■ Tasks to perform:
a – According to the YOLOv5 training notebook, why must PyTorch be version 1.12.0 or later?
b – Find every line in the records that contains the word "antenna", and copy each of those lines.

# YOLOv5 Training on COCO128

This notebook contains the complete training pipeline for YOLOv5 on the COCO128 dataset.

## M1 Metal (MPS) Acceleration

This notebook is configured to use Apple's Metal Performance Shaders (MPS) backend for GPU acceleration on M1/M2 Macs.

**Requirements:**
- PyTorch >= 1.12.0 (MPS support)
- macOS 12.3+ (for MPS)

The notebook will automatically detect and use:
1. **MPS** (Metal) if available (Apple Silicon)
2. **CUDA** if available (NVIDIA GPU)
3. **CPU** as fallback

## 1. Setup and Imports

In [None]:
from pathlib import Path
import sys

parent_dir = Path.cwd().parent
sys.path.append(str(parent_dir))

from minimal_yolov5 import *
from train_yolov5 import *
import matplotlib.pyplot as plt
import matplotlib.patches as patches
from tqdm import tqdm
import numpy as np

print("Imports successful!")

In [None]:
# Check PyTorch and MPS availability
print(f"PyTorch version: {torch.__version__}")
print(f"MPS available: {torch.backends.mps.is_available()}")
print(f"MPS built: {torch.backends.mps.is_built()}")

if torch.backends.mps.is_available():
    print("\n✓ MPS (Metal) acceleration is available and will be used!")
    print("  Your M1 GPU will accelerate training significantly.")
else:
    print("\n✗ MPS not available. Will use CPU.")
    print("  To enable MPS, upgrade PyTorch: pip install --upgrade torch torchvision")

Point annotation dataset records:
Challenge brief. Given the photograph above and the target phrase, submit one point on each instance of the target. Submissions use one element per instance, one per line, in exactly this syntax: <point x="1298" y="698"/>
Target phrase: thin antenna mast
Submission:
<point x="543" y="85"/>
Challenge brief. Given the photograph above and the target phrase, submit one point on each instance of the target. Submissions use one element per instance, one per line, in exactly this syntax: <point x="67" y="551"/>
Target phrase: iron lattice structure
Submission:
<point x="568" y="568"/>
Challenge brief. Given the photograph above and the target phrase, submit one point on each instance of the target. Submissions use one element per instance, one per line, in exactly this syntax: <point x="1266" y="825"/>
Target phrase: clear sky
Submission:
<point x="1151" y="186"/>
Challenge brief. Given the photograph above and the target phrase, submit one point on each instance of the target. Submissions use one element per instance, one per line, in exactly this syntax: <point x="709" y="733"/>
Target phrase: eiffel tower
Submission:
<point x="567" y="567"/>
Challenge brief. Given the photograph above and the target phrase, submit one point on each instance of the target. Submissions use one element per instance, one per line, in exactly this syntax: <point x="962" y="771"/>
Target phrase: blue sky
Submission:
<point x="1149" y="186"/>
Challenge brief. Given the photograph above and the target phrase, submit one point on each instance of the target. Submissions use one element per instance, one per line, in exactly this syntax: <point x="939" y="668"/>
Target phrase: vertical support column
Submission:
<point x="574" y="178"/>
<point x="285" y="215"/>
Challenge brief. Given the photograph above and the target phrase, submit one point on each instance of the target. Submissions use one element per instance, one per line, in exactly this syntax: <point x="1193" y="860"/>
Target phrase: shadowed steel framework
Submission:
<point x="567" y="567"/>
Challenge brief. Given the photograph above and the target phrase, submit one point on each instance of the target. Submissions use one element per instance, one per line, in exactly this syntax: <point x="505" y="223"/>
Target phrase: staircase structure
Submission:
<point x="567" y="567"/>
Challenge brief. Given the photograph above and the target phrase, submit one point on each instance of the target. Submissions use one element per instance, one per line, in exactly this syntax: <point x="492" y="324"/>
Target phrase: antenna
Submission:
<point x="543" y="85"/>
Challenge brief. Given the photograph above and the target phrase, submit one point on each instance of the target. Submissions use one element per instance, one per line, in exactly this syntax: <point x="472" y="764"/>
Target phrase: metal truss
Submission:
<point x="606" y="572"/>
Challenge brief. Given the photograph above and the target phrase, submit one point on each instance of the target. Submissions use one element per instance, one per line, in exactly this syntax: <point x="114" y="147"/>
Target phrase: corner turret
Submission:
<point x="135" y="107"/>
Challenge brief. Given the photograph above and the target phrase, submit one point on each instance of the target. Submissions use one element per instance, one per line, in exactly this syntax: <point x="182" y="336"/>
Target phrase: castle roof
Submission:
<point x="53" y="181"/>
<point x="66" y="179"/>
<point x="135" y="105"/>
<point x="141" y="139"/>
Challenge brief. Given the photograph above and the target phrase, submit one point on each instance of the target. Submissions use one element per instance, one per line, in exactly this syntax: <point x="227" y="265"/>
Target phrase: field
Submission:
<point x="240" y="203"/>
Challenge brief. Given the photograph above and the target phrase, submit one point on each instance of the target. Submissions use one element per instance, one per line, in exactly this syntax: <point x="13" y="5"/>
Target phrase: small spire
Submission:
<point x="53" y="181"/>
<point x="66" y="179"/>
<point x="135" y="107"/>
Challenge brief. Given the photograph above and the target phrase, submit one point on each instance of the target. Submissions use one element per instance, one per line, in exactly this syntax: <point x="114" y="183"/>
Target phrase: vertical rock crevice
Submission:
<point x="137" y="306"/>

■ Exercise answers:
a – PyTorch 1.12.0 or later is needed for MPS support. The notebook uses MPS, Apple's Metal Performance Shaders backend, for GPU acceleration on M1/M2 Macs.

b –
Target phrase: thin antenna mast
Target phrase: antenna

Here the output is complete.